§ **ARTICLE**
Realizable k-ε model can be selected directly from the viscosity model page in ANSYS Fluent, while Wray-Agarwal (WA) model is loaded in Fluent as UDF [17]. SIMPLE algorithm is used for pressure-velocity coupling. Second order scheme is used for discretization of pressure equation in SIMPLE and second order upwind discretization scheme is used for the momentum and turbulence model equations. The material for the entire domain is water, whose density is 998.2 kg/m³ and dynamic viscosity is 0.001003 kg/(m·s). The solution is considered as converged when residuals of monitored equations and parameters are <10⁻⁵.

For boundary conditions, the upper surfaces of pipes are set as velocity inlets where the velocity is normal to the surface. The lower surfaces of the pipes are set is pressure outlet where the gauge pressure is 0. All other surfaces are set as static walls without slip. In the validation case of a single jet impingement, inlet velocity at the pipe is 1.16 m/s with Reynolds number of ~23,400. In the fountain cases, inlet velocity varies from 1 m/s to 4 m/s with Reynolds number varying from 20,000 to 80,000.

§ **ROWS**
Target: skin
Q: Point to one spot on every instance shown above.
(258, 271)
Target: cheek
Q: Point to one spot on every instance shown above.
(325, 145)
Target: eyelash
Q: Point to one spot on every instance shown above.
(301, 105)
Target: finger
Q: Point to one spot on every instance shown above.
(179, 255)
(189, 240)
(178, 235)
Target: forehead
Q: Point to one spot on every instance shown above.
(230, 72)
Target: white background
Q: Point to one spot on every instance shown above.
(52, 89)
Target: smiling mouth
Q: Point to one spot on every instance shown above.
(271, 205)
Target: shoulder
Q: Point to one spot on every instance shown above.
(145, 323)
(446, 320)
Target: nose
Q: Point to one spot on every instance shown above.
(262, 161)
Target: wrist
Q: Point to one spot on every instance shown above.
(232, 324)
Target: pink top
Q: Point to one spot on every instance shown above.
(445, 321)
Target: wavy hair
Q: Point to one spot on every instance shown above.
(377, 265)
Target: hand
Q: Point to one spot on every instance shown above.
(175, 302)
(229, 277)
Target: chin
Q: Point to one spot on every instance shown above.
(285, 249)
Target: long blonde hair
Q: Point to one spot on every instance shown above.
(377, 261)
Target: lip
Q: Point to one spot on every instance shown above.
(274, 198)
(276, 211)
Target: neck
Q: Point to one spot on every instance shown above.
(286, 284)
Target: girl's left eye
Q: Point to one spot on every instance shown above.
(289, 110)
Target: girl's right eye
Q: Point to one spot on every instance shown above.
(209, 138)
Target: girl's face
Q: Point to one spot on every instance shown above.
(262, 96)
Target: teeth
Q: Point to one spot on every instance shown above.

§ **WHAT THE EXERCISE ASKS**
Copy out the entire passage on the Fluent simulation setup word for word. The records have nothing to do with the passage on the Fluent simulation setup.

§ **FULL SOLUTION**
Realizable k-ε model can be selected directly from the viscosity model page in ANSYS Fluent, while Wray-Agarwal (WA) model is loaded in Fluent as UDF [17]. SIMPLE algorithm is used for pressure-velocity coupling. Second order scheme is used for discretization of pressure equation in SIMPLE and second order upwind discretization scheme is used for the momentum and turbulence model equations. The material for the entire domain is water, whose density is 998.2 kg/m³ and dynamic viscosity is 0.001003 kg/(m·s). The solution is considered as converged when residuals of monitored equations and parameters are <10⁻⁵.

For boundary conditions, the upper surfaces of pipes are set as velocity inlets where the velocity is normal to the surface. The lower surfaces of the pipes are set is pressure outlet where the gauge pressure is 0. All other surfaces are set as static walls without slip. In the validation case of a single jet impingement, inlet velocity at the pipe is 1.16 m/s with Reynolds number of ~23,400. In the fountain cases, inlet velocity varies from 1 m/s to 4 m/s with Reynolds number varying from 20,000 to 80,000.